Problem to solve → Omit the pictures found among the records and print everything else exactly as it stands.

Task data →
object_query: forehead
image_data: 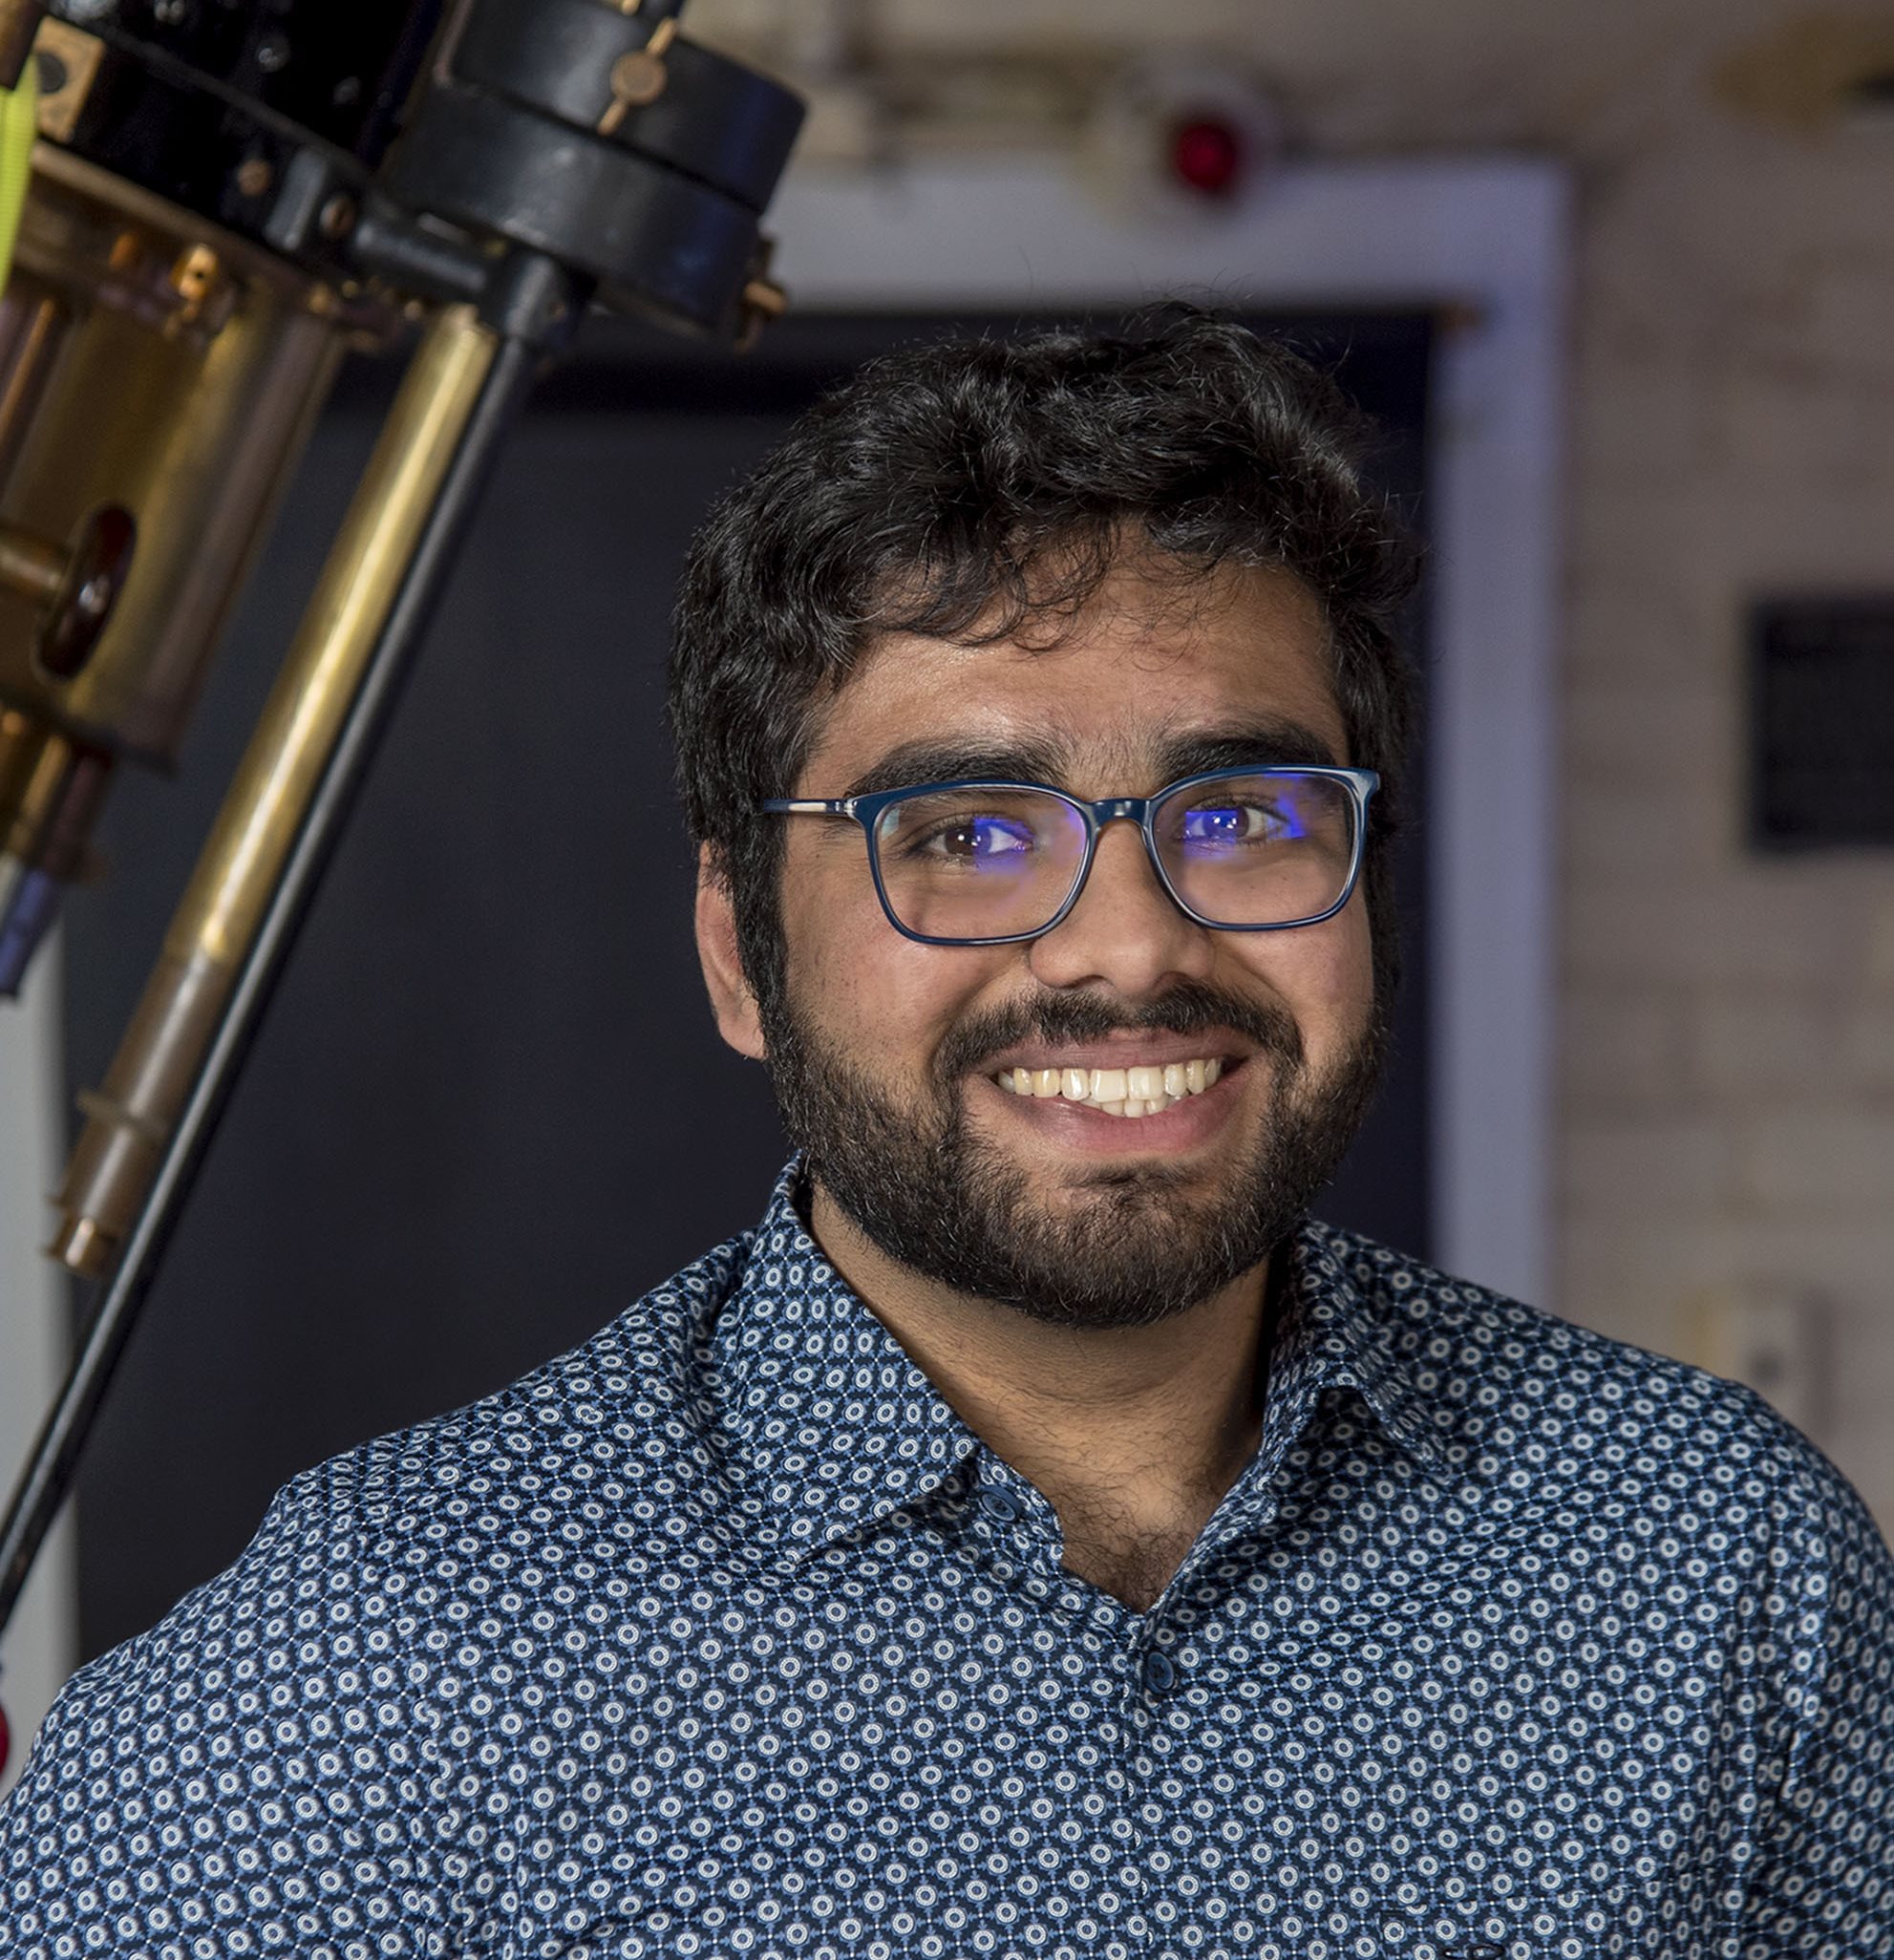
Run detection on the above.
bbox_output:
[796,562,1348,792]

Solution to the exercise →
object_query: forehead
image_data: 
Run detection on the above.
bbox_output:
[796,562,1348,792]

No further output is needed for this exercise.